# Help hanging hammocks DCN



## Camelle (Feb 11, 2013)

Okay so I feel like a complete and total idiot for this but it's driving me mad so I need some help. I got all these beautiful hammocks from chelsey's cozies: http://www.chelseyscozies.com I highly recommend her by the way!! She was AMAZING!! Super nice and helpful for clueless me and answered all my questions and helped me every step of the way to getting my hammocks and even had them from paying to at my house in a week!!! Anyway! So now that I have all these beautiful hammocks I have no idea how to best hang them for optimum enjoyment/aesthetic beauty(?)i guess. So I was wondering if we could start anew thread on here (or at least just post answers for me because I'm probably the only one with this issue anyway) about all the different ways to hang different hammocks in a DCN. Cause when you google that it only gives you tutorials for how to make them No one bothers to tell you how all you can hang them. So oh great wise rat people please share your knowledge with me about all the ways to hang different hammocks? Perhaps some of you have found other unusual ways to hang hammocks other than how they usually go? ( i feel like that makes no sense but my brain is fried) I would be interested in that too. And also not only how you can hang them but all the best places in a DCN to hang them would be EXTREMELY appreciated!!! PLEASE I REALLY NEED YOUR HELP BECAUSE I'M AN IDIOT AND NEAT FREAK AND THEY'RE NOT WORKING TOGETHER AT ALL ;'(

These are the kinds of hammocks that I currently have from her( but you can also feel free to include any other kinds of hammocks as well):
-Also you can include more than one way to hang it if there are any you know of or have come up with yourself.
--Also if you click on the pictures they get bigger I just don't want to make them HUGE in the post and take up a lot of space and make it any longer than it already is. 

Standard Hammock:














Size: medium (15" x 13") 

Pouch Pocket:








Size: medium (15" x 13")

Corner Hammock:








Size: Standard 20" x 16"
I'd really love to know the best way to hang this in order to show off those adorable whales (as the red side is fleece and the whales are cloth I'm not sure there really is any good way but figured I couldn't look much or stupid than I already do so what the heck? Why not ask)

Double Decker:








Size: Standard 12"L x 6"W x 7" opening

Cube (I call it the BatCube)








Size: 9" x 9"

Triangle:








Size: 12" x 12" x 12"
This thing is like basically the whole reason I decided to finally make this post. It's driving me nuts!!!! I can't figure out how to hang this properly where everything looks nice. If I get the front looking good the the back clip never has enough space to be pulled taught at all and it just hangs and i've spent HOURS trying to figure this out. please help me?! WHere the **** do you hang this thing and how?!?! So that it looks nice in a DCN? because (at least the way my DCN is set up You can't hang it above the shelf cause there's not enough room (mine is hooked into the middles holes) and if you move the shelf down A) there's no room under the shelf to put anything at all and B) it adds too much space and the triangle is back to being in the same situation as described before,

Envelope:














Size: Standard (there is no dimension really and I'm not going to even try to measure that^ sorry.)

- **Data shown**:
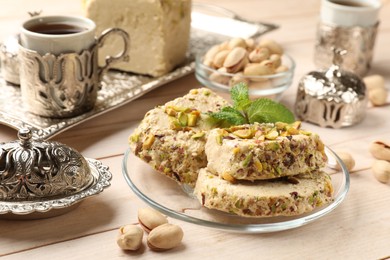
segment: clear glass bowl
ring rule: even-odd
[[[282,93],[291,86],[295,62],[287,54],[282,56],[282,64],[288,67],[285,72],[267,76],[237,76],[232,73],[223,73],[203,64],[204,54],[198,54],[195,62],[195,76],[197,80],[219,93],[225,98],[230,97],[230,89],[238,81],[246,82],[251,99],[267,97],[278,101]]]
[[[340,158],[329,148],[325,149],[329,166],[324,170],[331,174],[334,200],[310,213],[293,217],[246,218],[209,210],[173,180],[156,172],[128,149],[123,158],[122,171],[133,192],[151,207],[163,214],[194,223],[227,231],[243,233],[267,233],[292,229],[311,223],[334,210],[344,200],[349,190],[349,172]],[[339,164],[341,171],[332,169]]]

- **What to produce**:
Please rewrite the hammock thread starting at "These are the" and ending at "up with yourself.", swapping "hammocks" for "beds" each time it occurs.

- **Reply**:
These are the kinds of beds that I currently have from her( but you can also feel free to include any other kinds of beds as well):
-Also you can include more than one way to hang it if there are any you know of or have come up with yourself.